----- MATERIAL FOR THIS EXERCISE -----

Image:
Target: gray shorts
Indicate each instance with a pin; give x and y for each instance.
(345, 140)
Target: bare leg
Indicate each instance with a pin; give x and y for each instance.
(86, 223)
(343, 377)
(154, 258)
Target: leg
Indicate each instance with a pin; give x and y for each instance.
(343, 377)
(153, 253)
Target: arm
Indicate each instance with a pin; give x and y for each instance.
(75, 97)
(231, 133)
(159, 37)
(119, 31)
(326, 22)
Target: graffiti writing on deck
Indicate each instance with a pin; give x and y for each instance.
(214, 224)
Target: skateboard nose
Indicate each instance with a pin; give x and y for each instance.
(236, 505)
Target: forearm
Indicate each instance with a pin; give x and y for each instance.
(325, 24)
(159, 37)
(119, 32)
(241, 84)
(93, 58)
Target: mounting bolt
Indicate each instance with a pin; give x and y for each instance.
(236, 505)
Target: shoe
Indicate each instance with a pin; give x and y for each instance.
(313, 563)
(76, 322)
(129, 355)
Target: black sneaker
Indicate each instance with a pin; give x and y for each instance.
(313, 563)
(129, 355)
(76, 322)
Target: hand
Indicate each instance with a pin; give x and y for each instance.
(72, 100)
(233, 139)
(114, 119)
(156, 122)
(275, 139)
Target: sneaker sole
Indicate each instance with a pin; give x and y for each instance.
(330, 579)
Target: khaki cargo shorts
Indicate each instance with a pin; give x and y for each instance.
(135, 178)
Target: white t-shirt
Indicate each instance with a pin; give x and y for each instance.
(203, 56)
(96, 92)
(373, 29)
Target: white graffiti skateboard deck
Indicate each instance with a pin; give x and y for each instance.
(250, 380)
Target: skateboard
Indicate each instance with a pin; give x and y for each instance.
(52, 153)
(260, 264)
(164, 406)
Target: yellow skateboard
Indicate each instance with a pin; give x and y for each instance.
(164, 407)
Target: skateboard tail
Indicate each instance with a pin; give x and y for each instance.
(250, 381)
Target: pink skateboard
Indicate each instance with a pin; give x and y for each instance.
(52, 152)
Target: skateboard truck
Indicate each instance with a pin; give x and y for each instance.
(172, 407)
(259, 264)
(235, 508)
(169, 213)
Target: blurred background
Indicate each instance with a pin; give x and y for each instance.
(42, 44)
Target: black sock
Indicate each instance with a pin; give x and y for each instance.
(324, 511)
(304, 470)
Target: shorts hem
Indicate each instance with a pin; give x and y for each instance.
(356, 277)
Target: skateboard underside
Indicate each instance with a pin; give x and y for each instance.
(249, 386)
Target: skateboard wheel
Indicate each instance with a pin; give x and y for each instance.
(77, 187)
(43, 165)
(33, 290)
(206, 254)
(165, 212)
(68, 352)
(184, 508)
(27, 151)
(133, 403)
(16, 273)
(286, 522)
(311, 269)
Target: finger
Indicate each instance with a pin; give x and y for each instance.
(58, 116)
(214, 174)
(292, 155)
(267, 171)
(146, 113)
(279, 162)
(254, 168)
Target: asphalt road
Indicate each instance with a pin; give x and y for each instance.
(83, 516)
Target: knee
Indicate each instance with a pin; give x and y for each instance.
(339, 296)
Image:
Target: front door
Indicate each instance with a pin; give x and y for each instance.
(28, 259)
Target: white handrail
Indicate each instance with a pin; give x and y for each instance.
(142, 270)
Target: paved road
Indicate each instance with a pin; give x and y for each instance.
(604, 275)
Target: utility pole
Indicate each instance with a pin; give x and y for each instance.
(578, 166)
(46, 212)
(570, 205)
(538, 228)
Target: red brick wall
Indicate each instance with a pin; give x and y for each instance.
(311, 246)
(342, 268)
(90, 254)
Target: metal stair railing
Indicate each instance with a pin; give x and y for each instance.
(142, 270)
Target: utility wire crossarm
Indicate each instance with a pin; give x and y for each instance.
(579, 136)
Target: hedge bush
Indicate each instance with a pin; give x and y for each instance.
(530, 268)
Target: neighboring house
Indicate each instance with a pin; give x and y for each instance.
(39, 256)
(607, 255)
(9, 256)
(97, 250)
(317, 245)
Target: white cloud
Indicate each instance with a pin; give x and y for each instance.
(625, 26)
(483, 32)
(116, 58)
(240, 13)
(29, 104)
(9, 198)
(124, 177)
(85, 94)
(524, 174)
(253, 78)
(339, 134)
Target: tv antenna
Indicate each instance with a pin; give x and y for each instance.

-----

> **BRIEF**
Using the listing above, reproduce each line without omission.

> **FULL OUTPUT**
Image:
Target: gray shorts
Indicate each instance with a pin; give x and y for each instance.
(345, 140)
Target: bare leg
Indicate each instance with a pin; give x and y for each instance.
(86, 223)
(343, 377)
(154, 258)
Target: leg
Indicate each instance with a pin; give x and y for each instance.
(343, 377)
(153, 253)
Target: arm
Indicate each instance with a pin; give x and y for each instance.
(75, 97)
(231, 133)
(159, 37)
(119, 31)
(326, 22)
Target: graffiti writing on deck
Indicate each instance with a pin; give x and y for each instance.
(214, 224)
Target: skateboard nose
Indicate each instance with a pin; give x and y for each instance.
(236, 505)
Target: forearm
Indicate each instance with a pin; give x and y for each instance.
(325, 24)
(159, 37)
(119, 32)
(241, 84)
(93, 58)
Target: mounting bolt
Indicate each instance with a pin; give x and y for each instance.
(236, 505)
Target: shoe
Indicate each instance with a pin; give x and y for each instance.
(313, 563)
(76, 322)
(129, 355)
Target: black sneaker
Indicate each instance with a pin; give x and y for each instance.
(313, 563)
(129, 355)
(76, 322)
Target: hand
Indicate each instance with a pin; give x and y for each instance.
(72, 100)
(233, 139)
(114, 119)
(156, 122)
(275, 139)
Target: sneaker sole
Indicate each instance with a pin; give x and y for each instance.
(330, 579)
Target: khaki cargo shorts
Indicate each instance with a pin; give x and y for each instance.
(135, 178)
Target: white t-shirt
Indicate each instance with a pin; give x and y for each instance.
(203, 56)
(96, 92)
(373, 29)
Target: white graffiti skateboard deck
Indicate each instance with a pin; give x and y for each instance.
(250, 380)
Target: skateboard
Indicate each instance with a pin; give x and y for each instance.
(52, 153)
(260, 264)
(164, 406)
Target: yellow skateboard
Indicate each instance with a pin; give x and y for each instance.
(164, 407)
Target: skateboard tail
Indicate each instance with a pin; give x and y for each instance.
(250, 381)
Target: pink skateboard
Indicate each instance with a pin; give x and y for each instance.
(52, 152)
Target: skateboard truck
Indicate each instance with a pin; give x and y for each instance.
(172, 407)
(259, 264)
(235, 508)
(169, 213)
Target: blurred background
Indicate each instance with a pin; give x and y for each instance.
(42, 44)
Target: black sock
Indicate each instance with a pin; give x and y for each instance.
(324, 511)
(304, 470)
Target: shorts hem
Indicate each instance with a pin; give x and y for each instance.
(356, 277)
Target: skateboard underside
Indicate each instance with a pin; give x and y for each instance.
(249, 386)
Target: skateboard wheel
Indicate each instance with a pin; give x and y for each instance.
(77, 187)
(43, 165)
(33, 290)
(206, 254)
(165, 212)
(68, 352)
(184, 508)
(27, 151)
(133, 403)
(16, 273)
(286, 522)
(311, 269)
Target: finger
Indicate each instance with a pin; give x and y for each instance.
(58, 116)
(214, 174)
(292, 155)
(267, 171)
(146, 113)
(279, 162)
(254, 168)
Target: asphalt road
Indicate each instance with a pin; give x and y for each instance.
(83, 516)
Target: knee
Indicate each instance with a pin; give x and y for each instance.
(339, 296)
Image:
Target: front door
Indicate each instance with a pin; give x and y for each instance.
(28, 259)
Target: white handrail
Indicate each instance with a pin; give x and y for each instance.
(142, 270)
Target: paved road
Indicate each instance with a pin; give x and y for each instance.
(604, 275)
Target: utility pole
Indicate each instance with a pin; give x and y for each instance.
(578, 166)
(46, 212)
(570, 205)
(538, 228)
Target: red brick wall
Indicate each instance with a pin; give x and y for each instance.
(311, 246)
(342, 268)
(90, 254)
Target: metal stair railing
Indicate each instance with a pin; give x and y for each instance.
(142, 270)
Target: utility wire crossarm
Indicate each instance with a pin; give x and y for each instance.
(579, 136)
Target: hedge bush
Indicate each instance with a pin; give x and y for each instance.
(530, 268)
Target: neighboring house
Indicate each instance with a pin; give x and y for each instance.
(39, 256)
(607, 255)
(9, 256)
(97, 250)
(317, 245)
Target: white cloud
Indicate each instance with a pin; give x and y for each instance.
(625, 26)
(483, 32)
(116, 58)
(240, 13)
(29, 104)
(9, 198)
(124, 177)
(85, 94)
(524, 174)
(253, 78)
(339, 134)
Target: tv antenna
Indicate each instance with a pin; give x and y for each instance.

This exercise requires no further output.